Records from a point labeling set
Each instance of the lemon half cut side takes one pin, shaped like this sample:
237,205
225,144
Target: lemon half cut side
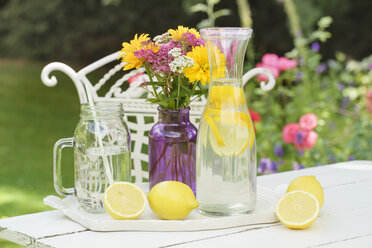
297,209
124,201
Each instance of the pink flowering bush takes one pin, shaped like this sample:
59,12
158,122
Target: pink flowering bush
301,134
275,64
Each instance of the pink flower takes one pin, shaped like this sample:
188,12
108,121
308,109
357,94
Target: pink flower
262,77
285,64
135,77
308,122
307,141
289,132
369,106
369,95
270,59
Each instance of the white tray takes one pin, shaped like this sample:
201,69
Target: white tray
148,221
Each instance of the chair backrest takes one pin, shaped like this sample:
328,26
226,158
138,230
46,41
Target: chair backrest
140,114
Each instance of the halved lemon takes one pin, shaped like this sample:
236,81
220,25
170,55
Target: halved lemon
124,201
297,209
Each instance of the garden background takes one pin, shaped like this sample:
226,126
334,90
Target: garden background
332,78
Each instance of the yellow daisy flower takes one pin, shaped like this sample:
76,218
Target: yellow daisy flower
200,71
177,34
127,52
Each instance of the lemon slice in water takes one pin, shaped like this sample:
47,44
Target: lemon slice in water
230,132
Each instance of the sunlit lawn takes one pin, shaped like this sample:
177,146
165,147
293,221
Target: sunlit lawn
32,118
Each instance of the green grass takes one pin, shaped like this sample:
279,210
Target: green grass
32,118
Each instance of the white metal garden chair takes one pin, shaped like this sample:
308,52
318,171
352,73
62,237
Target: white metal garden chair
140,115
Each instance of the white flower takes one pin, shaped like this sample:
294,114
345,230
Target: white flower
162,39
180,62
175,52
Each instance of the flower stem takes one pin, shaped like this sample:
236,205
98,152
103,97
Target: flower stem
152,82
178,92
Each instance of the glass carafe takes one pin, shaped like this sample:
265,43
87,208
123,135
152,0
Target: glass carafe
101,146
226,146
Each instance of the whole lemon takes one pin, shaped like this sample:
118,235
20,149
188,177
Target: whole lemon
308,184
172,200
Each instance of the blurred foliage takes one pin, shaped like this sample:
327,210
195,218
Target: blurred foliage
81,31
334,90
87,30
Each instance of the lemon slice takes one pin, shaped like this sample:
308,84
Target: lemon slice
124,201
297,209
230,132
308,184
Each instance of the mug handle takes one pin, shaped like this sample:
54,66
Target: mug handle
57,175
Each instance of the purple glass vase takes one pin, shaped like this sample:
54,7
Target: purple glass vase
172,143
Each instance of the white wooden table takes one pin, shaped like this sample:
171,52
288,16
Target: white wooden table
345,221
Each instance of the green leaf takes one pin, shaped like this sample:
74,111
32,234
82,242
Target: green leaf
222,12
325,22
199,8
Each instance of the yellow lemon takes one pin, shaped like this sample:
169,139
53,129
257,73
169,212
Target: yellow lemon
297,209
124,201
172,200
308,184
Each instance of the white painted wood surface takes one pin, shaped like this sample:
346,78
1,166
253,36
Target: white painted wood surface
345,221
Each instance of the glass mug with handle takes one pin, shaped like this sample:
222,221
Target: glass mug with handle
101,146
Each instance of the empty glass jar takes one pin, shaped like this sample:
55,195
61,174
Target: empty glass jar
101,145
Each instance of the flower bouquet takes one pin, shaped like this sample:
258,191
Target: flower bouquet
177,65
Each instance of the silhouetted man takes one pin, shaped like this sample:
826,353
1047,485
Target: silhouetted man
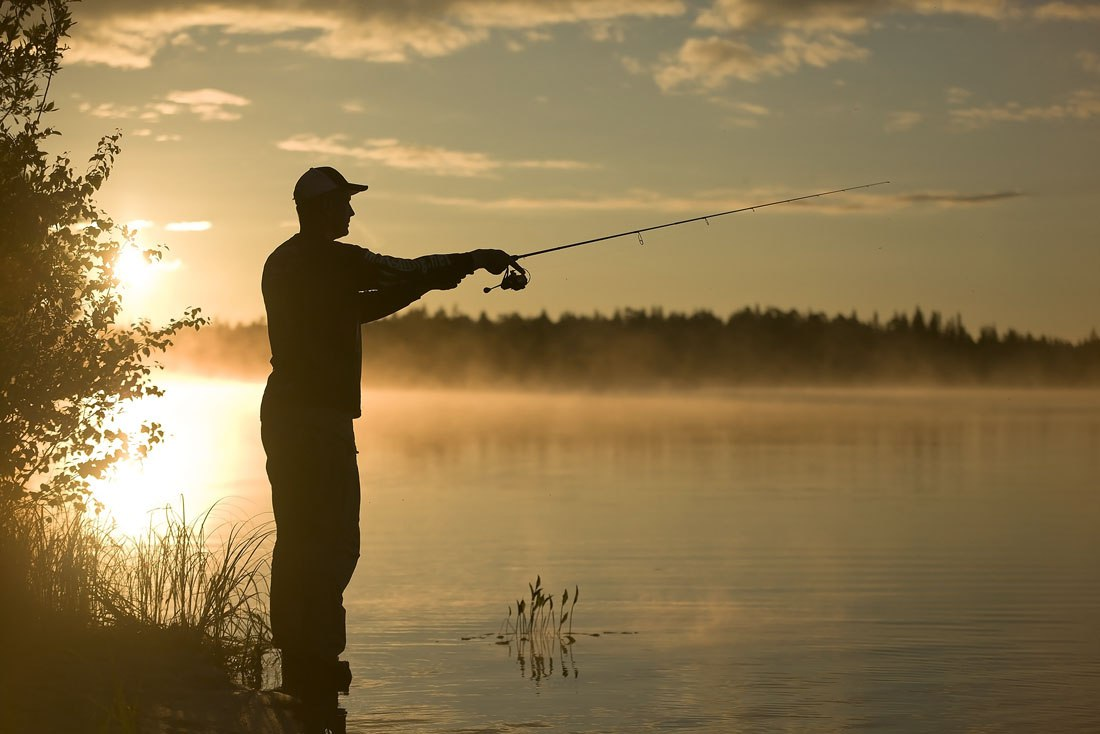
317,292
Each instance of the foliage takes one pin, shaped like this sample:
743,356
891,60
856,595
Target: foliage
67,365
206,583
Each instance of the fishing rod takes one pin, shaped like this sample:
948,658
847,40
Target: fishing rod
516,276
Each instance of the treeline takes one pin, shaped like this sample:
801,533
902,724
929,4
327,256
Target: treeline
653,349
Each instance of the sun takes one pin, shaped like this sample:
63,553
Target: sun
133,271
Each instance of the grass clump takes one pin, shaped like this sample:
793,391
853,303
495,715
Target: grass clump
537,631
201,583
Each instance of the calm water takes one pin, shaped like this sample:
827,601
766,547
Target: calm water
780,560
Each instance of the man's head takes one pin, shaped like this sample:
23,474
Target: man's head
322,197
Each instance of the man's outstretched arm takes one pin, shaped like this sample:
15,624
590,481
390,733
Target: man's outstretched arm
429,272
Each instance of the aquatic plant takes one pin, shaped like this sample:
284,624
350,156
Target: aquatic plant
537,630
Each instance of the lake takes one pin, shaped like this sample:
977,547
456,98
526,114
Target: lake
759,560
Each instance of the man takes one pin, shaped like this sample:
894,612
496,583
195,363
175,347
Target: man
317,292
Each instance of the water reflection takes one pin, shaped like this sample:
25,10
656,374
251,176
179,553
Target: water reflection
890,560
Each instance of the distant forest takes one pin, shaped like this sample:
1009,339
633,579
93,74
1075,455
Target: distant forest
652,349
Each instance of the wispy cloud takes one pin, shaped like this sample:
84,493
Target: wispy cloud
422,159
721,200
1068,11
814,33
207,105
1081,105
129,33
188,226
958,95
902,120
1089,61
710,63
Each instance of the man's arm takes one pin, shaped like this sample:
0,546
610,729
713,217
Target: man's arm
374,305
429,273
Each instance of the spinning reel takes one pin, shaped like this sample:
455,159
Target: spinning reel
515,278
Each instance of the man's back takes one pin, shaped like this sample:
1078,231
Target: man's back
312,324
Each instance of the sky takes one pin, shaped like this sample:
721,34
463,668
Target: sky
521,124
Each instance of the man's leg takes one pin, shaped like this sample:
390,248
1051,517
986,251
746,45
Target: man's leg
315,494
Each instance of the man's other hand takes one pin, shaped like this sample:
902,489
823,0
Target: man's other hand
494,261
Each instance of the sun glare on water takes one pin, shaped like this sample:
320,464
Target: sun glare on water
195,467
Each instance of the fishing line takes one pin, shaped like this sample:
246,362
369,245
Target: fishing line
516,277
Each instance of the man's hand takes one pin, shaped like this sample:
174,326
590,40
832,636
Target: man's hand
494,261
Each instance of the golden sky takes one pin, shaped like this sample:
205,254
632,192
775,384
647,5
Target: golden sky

* _REQUIRED WORK_: Quote word for word the lines of the listing above, from the line with "Each instance of the man's hand" up to and including the last line of the listing.

* _SOLUTION FOR THIS PROBLEM_:
Each instance of the man's hand takes one pin, shaped like this sample:
174,326
590,40
832,636
Target: man's hand
494,261
Each instance of the golden sky takes one pin, shaped like this sample:
205,254
632,192
775,384
647,5
Target: golden sky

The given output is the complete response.